The Author, Modou S. Joof
Of late, elections in Africa have been plagued by violence before, during and after the conduct of the polls, a glaring case is the Nigerian post-presidential elections violence, the latest on the continent, for which at least 500 people are reported to have died, thousands injured and others displaced.
The Voice Newspaper’s News Editor examines exactly what must have led to a seemingly contagious trend of crisis born-out of a democratic process that should have served as a yardstick to determine the will of the electorate in any democratic setup.
The lack of a political will by African States to ratify and accelerate the entry into force, the African Charter on Democracy, Elections and Governance could be said to be one of the major issues that contribute to violent elections.

It is disheartening to note that only 10 of 53 countries on the continent have ratified the African Charter on Democracy, Elections and Governance, and with South Sudan ready to put on the number (54) in a few months time, soon it will be 44 countries defying their own undertaking.
For a continent that have seen terrible suffering, it is common place for States to approve of Charters, Protocols and Conventions, however, domestication and implementation, which are a principal mandate of governments is as hard to take as trying to move a mountain.
When African leaders continue to perpetuate themselves in office, winning every election, the credibility of the electoral system may be questioned on whether the results are a fair representation of the will of the people.
In fact, at the recently concluded NGOs Forum, human rights defenders agreed that the lack of independence of electoral systems has made elections a growing source of conflict in Africa.
Holding of credible elections, addressing electoral fraud has become a major problem on the continent as in many African countries most elections are believed to be rigged in favor of the incumbent president; leaving polls to be hardly free or fair even if they are regard as being so.

_Required task 1_
Summarize the text on African elections in two sentences.

_Information shown_
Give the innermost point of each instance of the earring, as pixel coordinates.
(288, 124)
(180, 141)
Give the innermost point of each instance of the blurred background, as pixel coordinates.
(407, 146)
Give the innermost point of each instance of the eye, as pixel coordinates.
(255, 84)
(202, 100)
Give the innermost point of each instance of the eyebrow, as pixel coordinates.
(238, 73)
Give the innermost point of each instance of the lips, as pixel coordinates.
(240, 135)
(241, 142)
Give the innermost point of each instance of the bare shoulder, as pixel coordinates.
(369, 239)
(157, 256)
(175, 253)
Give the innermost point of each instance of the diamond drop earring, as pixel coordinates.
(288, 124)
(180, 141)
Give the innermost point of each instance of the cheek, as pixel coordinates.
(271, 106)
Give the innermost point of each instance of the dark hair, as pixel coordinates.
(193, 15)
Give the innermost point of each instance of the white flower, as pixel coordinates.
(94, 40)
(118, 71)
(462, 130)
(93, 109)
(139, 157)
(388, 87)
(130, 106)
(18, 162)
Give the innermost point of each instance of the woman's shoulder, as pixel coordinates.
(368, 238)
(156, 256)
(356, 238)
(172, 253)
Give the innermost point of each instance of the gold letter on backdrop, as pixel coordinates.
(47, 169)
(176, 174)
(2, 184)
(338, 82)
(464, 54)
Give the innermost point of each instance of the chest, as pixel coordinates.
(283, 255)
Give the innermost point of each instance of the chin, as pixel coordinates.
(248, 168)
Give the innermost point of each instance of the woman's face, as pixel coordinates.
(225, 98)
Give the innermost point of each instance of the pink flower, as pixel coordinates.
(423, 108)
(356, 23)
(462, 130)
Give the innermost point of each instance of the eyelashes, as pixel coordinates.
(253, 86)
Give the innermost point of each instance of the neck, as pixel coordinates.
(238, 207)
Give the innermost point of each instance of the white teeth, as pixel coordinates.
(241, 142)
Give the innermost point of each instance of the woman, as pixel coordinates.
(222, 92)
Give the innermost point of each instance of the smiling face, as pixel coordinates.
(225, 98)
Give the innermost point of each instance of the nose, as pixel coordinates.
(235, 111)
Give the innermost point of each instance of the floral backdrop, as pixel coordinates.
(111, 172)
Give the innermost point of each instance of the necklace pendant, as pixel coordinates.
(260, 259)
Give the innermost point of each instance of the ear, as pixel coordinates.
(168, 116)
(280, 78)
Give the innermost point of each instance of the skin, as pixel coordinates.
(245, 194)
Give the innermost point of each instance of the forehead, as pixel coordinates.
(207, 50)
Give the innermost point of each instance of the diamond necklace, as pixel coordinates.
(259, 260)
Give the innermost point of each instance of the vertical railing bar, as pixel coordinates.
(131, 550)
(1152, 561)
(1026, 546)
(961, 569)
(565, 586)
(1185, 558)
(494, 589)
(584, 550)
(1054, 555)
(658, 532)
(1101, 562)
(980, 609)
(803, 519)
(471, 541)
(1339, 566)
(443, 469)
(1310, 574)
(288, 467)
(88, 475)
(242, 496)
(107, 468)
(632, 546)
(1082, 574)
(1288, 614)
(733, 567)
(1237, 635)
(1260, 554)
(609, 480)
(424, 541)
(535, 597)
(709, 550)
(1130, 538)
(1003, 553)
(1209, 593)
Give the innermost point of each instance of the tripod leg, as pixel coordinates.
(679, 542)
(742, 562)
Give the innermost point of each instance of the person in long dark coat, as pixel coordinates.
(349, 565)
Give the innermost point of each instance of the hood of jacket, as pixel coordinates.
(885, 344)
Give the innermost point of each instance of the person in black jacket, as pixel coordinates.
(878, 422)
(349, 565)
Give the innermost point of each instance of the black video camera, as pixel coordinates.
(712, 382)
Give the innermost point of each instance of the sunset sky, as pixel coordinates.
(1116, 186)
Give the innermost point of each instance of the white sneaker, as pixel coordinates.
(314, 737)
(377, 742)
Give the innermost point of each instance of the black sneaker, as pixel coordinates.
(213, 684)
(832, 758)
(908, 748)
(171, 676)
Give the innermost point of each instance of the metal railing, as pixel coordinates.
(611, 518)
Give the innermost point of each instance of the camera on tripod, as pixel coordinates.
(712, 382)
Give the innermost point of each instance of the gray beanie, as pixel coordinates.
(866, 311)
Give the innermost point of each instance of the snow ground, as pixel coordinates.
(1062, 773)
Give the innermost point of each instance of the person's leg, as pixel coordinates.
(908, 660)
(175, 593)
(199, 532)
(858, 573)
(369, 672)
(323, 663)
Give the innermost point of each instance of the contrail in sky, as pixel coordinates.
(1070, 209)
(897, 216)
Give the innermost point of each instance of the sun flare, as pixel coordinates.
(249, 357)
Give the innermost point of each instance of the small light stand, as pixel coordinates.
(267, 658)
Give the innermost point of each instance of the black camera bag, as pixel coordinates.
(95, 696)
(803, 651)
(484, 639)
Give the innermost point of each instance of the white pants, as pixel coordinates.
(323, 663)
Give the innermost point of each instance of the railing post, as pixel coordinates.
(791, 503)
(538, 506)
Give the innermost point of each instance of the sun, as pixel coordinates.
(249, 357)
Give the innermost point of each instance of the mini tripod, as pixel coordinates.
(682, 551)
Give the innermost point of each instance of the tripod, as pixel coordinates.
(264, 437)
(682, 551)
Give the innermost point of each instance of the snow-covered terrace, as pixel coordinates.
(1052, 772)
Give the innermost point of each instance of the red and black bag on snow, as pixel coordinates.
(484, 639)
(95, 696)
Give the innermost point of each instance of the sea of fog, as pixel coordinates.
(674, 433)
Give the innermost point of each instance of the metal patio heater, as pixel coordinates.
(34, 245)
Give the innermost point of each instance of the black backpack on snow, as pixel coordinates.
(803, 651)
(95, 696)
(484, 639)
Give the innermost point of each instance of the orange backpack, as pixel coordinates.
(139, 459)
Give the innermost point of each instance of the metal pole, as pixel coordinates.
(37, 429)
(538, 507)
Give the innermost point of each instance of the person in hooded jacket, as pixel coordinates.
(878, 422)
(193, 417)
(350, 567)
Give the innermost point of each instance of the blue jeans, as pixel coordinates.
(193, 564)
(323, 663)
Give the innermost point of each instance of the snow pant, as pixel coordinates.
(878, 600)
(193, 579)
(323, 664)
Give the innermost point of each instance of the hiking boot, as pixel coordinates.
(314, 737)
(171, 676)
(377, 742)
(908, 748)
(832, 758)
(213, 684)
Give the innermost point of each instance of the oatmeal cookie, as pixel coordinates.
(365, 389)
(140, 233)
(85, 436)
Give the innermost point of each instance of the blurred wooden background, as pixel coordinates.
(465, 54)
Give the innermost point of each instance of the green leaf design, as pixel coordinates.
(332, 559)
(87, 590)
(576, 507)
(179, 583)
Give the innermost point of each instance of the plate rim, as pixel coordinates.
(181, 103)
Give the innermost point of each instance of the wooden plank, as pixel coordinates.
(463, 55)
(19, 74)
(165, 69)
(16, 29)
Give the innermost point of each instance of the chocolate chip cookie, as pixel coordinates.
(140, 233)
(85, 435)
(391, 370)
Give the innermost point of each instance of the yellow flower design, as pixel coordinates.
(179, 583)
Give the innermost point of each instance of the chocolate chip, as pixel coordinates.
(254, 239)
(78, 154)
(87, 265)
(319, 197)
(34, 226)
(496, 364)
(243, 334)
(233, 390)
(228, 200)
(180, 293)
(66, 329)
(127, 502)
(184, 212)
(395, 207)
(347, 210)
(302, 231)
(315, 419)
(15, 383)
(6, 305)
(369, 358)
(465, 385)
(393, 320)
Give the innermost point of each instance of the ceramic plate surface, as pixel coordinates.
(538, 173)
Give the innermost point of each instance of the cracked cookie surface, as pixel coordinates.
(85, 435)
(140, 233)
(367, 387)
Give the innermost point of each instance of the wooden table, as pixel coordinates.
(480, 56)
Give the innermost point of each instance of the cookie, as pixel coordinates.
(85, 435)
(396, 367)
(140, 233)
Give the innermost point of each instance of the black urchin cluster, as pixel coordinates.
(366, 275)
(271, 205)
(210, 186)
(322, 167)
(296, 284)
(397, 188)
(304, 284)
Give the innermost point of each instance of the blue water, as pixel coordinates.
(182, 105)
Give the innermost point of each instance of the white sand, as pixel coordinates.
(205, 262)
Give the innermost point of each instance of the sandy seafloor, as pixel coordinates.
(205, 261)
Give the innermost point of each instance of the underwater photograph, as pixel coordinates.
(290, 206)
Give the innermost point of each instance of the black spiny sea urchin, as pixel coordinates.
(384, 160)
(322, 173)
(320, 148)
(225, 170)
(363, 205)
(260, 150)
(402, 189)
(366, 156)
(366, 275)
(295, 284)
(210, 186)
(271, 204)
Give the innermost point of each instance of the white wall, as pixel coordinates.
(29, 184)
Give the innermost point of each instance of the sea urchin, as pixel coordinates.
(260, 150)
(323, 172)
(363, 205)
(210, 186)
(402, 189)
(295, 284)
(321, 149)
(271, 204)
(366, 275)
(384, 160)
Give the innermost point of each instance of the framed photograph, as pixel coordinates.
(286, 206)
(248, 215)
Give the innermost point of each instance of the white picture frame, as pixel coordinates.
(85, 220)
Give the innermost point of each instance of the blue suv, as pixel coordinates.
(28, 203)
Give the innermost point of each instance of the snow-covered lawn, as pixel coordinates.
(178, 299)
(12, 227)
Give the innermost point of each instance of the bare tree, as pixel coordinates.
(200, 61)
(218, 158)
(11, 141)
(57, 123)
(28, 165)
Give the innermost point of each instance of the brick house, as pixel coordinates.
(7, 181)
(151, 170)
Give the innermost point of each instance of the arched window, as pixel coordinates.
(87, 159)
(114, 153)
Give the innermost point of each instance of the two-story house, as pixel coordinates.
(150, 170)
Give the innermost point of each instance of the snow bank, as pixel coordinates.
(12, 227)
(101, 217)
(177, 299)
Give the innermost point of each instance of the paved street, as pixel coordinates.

_Required task 2_
List every line of the records that contains the word "photograph". Case counts.

_Written answer 1_
Elections in Africa have been plagued by violence, most recently in Nigeria, where at least 500 people are reported to have died after the presidential polls. The text points to the failure of most states to ratify the African Charter on Democracy, Elections and Governance, which only 10 of 53 countries have ratified, and to electoral systems that lack independence and are widely believed to be rigged in favor of incumbents.

_Written answer 2_
Give the innermost point of each instance of the underwater photograph, as pixel coordinates.
Give the innermost point of each instance of the framed photograph, as pixel coordinates.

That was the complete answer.